• [Extrait du texte]:
===

On peut varier ces expériences. Une attitude différente est imprimée aux membres de chaque côté du corps : alors le sujet, d’un côté, a l’expression du commandement, de l’autre sourit et envoie des baisers. On peut provoquer l’état hallucinatoire à droite ou à gauche seulement. Enfin, deux personnes s’approchent chacune de l’oreille du sujet : l’une, à droite, décrit le beau temps, le côté droit sourit ; l’autre, à gauche, décrit la pluie, le côté gauche traduit le désagrément et la commissure labiale s’abaisse. Ou bien encore, pendant qu’on suggère par l’oreille droite l’hallucination d’une fête champêtre, près de l’oreille gauche on imite l’aboiement d’un chien, le visage exprime, à droite, la satisfaction ; à gauche, l’inquiétude[1].

Ces expériences, dont nous ne donnons qu’un sommaire très sec, jointes à beaucoup d’autres faits, ont conduit très logiquement à cette conclusion : indépendance relative des deux hémisphères cérébraux, qui n’exclut en rien leur coordination normale, mais qui, dans certains cas pathologiques, devient un dualisme complet.

On a voulu aller plus loin et établir que ce dualisme cérébral suffit à expliquer tout désaccord dans l’esprit, depuis la simple hésitation entre deux partis à prendre jusqu’au dédoublement complet de la personnalité. Si nous voulons à la fois le bien et le mal, si nous avons des impulsions criminelles et une conscience qui les condamne, si le fou par instants reconnaît sa folie, si le délirant a des moments de lucidité, si enfin quelques individus se croient doubles, c’est tout simplement parce que les deux hémisphères sont désaccordés ; l’un est sain, l’autre morbide ; un état siège à droite, son contraire à gauche ; c’est une sorte de manichéisme physiologique.

Griesinger rencontrant cette théorie, déjà émise timidement à son époque, après avoir cité les faits qu’elle revendique et le cas d’un de ses malades qui « se sentait déraisonner d’un seul côté de la tête, du côté droit ». conclut en ces termes : « Quant à nous, nous ne sommes nullement disposé à accorder à ces faits une grande valeur[2]. » En ont-ils gagné depuis ? C’est bien douteux. D’abord (puisque la théorie repose sur une question de nombre), n’y a-t-il pas des individus qui se croient triples ? J’en trouve du moins un cas : « J’ai rencontré, dit Esquiros, dans un établissement d’aliénés, un prêtre qui, pour avoir appliqué trop ardemment son intelligence au mystère de la sainte Trinité, avait fini par voir autour de lui les objets triples. Il se figurait lui-même être en trois personnes, et voulait qu’on lui

  1. Magnan et Dumontpallier : Union médicale, 15 et 19 mai 1883.
  2. Ouvr. cité, p. 28. Voir aussi les conclusions négatives de Charlton Bastian, sur ce point, tome II, ch.  XXIV.

===

• [Consigne 1]:
Expliquez pourquoi, selon l'extrait, l'existence d'individus qui se croient triples pose une objection à la théorie du dualisme cérébral.
• [Consigne 2]:
D'après l'extrait, comment réagit le côté gauche du visage du sujet lorsqu'une personne placée à gauche décrit la pluie ?
• [Consigne 3]:
Reproduisez à l'identique le passage de l'extrait qui s'ouvre sur les mots contenant « 1. Magnan et » et se ferme sur « II, ch.  XXIV. ».

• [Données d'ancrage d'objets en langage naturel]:
===

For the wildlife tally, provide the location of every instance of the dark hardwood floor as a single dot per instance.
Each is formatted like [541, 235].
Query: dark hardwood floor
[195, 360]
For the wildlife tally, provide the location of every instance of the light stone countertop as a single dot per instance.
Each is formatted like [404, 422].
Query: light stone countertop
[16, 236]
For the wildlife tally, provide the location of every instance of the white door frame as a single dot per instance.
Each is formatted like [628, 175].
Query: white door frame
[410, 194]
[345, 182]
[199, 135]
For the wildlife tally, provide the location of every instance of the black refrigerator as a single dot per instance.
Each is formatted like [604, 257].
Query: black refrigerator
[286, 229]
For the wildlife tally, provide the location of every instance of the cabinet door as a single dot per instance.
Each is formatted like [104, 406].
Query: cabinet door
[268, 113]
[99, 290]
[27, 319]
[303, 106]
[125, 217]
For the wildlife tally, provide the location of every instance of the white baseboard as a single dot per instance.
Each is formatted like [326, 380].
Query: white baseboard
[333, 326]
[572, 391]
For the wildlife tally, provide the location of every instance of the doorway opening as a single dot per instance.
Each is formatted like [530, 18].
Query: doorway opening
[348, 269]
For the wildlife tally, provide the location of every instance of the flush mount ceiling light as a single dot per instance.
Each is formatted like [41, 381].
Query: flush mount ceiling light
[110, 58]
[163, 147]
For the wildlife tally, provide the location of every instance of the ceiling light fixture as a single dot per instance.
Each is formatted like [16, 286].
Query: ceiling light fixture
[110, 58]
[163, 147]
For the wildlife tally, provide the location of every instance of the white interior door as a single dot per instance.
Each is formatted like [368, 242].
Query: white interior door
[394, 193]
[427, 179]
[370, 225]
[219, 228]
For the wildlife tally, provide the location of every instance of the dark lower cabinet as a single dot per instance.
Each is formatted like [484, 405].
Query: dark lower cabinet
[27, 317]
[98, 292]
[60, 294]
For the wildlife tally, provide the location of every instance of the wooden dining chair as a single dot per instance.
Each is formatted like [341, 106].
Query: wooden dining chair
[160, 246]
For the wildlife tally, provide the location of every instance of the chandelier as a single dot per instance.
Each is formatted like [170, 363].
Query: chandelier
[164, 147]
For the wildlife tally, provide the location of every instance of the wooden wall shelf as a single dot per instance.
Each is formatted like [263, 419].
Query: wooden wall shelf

===

• [Réponse 1]:
D'après l'auteur, la théorie du dualisme cérébral repose sur une question de nombre. Elle attribue le sentiment d'être double au désaccord entre les deux hémisphères. Un individu qui se croit triple dépasse donc ce nombre.

• [Réponse 2]:
Le côté gauche traduit le désagrément et la commissure labiale s'abaisse.

• [Réponse 3]:
1. Magnan et Dumontpallier : Union médicale, 15 et 19 mai 1883.
  2. Ouvr. cité, p. 28. Voir aussi les conclusions négatives de Charlton Bastian, sur ce point, tome II, ch.  XXIV.